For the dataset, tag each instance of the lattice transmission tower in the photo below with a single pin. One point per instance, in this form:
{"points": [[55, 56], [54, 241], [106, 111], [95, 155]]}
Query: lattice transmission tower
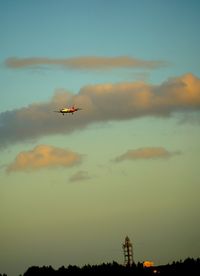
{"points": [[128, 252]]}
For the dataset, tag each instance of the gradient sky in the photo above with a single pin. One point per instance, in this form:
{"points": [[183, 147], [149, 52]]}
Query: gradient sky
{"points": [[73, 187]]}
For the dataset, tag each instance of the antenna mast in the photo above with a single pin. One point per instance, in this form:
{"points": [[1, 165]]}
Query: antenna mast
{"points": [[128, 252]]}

-=-=-=-=-

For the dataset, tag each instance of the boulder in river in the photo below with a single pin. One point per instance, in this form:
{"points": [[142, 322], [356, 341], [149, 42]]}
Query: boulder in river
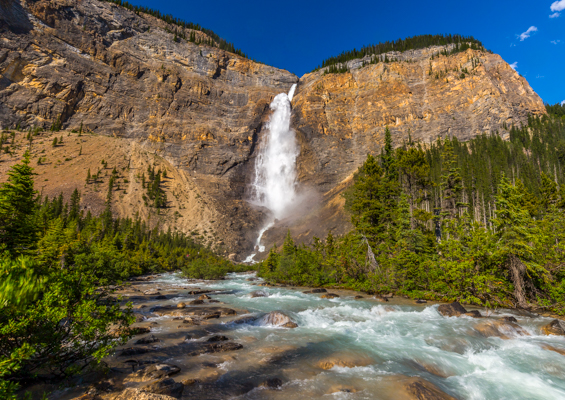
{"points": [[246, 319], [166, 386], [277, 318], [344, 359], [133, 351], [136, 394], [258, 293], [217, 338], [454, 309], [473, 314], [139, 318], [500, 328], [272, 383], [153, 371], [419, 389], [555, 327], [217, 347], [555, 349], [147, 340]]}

-=-=-=-=-

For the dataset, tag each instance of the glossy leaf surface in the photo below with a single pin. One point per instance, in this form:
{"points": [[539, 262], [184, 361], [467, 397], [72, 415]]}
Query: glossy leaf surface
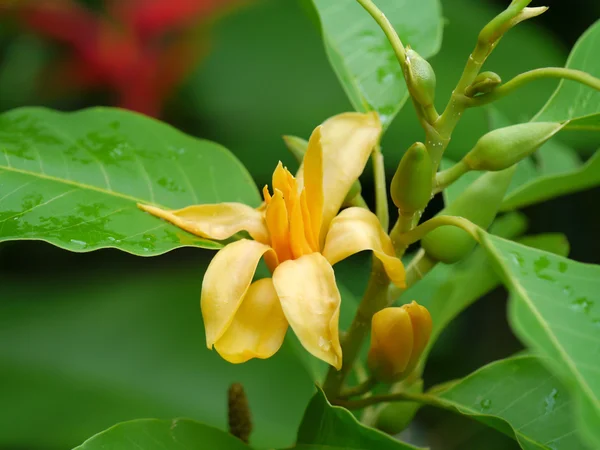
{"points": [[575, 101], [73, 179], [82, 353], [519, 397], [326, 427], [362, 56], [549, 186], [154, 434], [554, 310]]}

-=-=-=-=-

• Given task:
Count the lines above that contain the string "antenna", treating uppercase and lowercase letters as different. Reply with the number only.

• Output:
2